§ **Problem to work on**
Copy the material from its beginning through the line containing "87 199 L 94", requests included, and shift every coordinate in the answer paths by -29 while leaving the coordinates in the requests and their format samples unchanged. Give only those lines.

(Contour annotation records)
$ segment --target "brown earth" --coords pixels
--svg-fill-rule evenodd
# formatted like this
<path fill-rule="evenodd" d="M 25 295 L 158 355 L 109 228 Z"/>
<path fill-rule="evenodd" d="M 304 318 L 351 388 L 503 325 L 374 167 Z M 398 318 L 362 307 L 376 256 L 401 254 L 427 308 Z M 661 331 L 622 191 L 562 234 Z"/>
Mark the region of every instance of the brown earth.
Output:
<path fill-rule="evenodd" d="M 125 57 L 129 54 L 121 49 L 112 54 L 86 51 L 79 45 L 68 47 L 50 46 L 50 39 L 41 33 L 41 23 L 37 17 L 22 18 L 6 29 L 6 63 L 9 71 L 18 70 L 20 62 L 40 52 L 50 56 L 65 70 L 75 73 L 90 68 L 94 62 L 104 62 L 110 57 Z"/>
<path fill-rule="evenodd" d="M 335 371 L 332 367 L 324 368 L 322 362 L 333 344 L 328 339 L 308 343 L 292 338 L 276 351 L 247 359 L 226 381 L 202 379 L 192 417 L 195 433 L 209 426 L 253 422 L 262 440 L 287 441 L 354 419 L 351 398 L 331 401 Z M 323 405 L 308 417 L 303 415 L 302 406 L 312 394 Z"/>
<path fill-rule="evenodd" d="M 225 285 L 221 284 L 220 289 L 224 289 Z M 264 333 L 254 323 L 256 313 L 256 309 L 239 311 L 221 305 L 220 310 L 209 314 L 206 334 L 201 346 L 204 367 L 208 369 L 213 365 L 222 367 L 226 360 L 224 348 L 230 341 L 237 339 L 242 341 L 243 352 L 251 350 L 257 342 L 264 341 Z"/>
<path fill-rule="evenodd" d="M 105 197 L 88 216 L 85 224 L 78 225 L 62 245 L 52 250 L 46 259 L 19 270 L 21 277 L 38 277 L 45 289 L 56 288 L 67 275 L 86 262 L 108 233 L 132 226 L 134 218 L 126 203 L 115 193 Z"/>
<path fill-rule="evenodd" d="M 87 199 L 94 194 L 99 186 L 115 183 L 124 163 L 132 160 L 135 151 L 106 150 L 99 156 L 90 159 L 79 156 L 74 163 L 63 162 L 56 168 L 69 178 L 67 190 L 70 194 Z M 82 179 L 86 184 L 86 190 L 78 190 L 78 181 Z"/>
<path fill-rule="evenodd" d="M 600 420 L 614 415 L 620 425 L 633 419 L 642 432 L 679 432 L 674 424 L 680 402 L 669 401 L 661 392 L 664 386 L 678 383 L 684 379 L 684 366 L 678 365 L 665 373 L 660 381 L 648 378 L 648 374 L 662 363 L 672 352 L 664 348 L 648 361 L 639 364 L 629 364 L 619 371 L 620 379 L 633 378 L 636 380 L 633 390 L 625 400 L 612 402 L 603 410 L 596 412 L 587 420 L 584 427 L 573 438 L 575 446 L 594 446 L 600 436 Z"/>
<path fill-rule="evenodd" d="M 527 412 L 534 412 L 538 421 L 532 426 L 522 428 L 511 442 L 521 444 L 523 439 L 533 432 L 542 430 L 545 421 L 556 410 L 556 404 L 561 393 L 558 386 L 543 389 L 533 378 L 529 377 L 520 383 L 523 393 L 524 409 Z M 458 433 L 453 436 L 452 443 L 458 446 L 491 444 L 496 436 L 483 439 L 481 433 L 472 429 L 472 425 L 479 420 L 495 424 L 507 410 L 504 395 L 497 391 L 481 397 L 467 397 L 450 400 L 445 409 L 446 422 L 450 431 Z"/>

§ **Problem solution**
$ segment --target "brown earth" --coords pixels
--svg-fill-rule evenodd
# formatted like this
<path fill-rule="evenodd" d="M 25 295 L 158 355 L 109 228 Z"/>
<path fill-rule="evenodd" d="M 304 318 L 351 388 L 503 325 L 374 167 Z M 398 318 L 362 307 L 376 256 L 401 254 L 427 308 Z M 661 331 L 622 191 L 562 234 Z"/>
Mark the region of every instance of the brown earth.
Output:
<path fill-rule="evenodd" d="M 96 28 L 100 25 L 92 20 L 83 25 L 57 22 L 50 16 L 39 18 L 21 17 L 21 10 L 12 4 L 12 -6 L 8 -12 L -7 -11 L -23 0 L -23 34 L -20 42 L -11 41 L -9 33 L 11 23 L 21 27 L 36 41 L 46 44 L 61 39 L 65 33 L 75 33 L 81 28 Z"/>
<path fill-rule="evenodd" d="M 306 342 L 303 338 L 295 339 L 293 333 L 304 315 L 299 310 L 279 314 L 263 309 L 247 322 L 218 330 L 197 352 L 173 350 L 163 388 L 166 404 L 180 397 L 224 393 L 233 411 L 258 412 L 325 390 L 322 369 L 302 372 Z M 294 376 L 279 388 L 274 386 L 273 377 L 283 365 Z"/>
<path fill-rule="evenodd" d="M 196 256 L 192 255 L 191 260 L 195 260 Z M 235 304 L 225 294 L 227 284 L 227 280 L 210 282 L 192 276 L 191 281 L 180 285 L 177 305 L 172 317 L 175 338 L 179 340 L 184 336 L 193 338 L 197 331 L 195 319 L 201 312 L 208 310 L 213 312 L 214 323 L 222 321 L 228 313 L 235 312 Z"/>
<path fill-rule="evenodd" d="M 76 168 L 59 187 L 56 195 L 49 196 L 33 216 L 23 221 L 17 230 L -10 241 L -8 248 L 9 248 L 16 260 L 27 259 L 38 246 L 57 233 L 79 204 L 103 197 L 105 189 L 97 174 L 86 164 Z"/>
<path fill-rule="evenodd" d="M 58 170 L 65 165 L 70 157 L 86 154 L 95 134 L 103 131 L 106 122 L 77 121 L 70 127 L 61 130 L 50 127 L 45 134 L 34 133 L 27 139 L 40 149 L 38 161 L 41 165 Z M 53 150 L 57 155 L 57 161 L 49 161 L 49 152 Z"/>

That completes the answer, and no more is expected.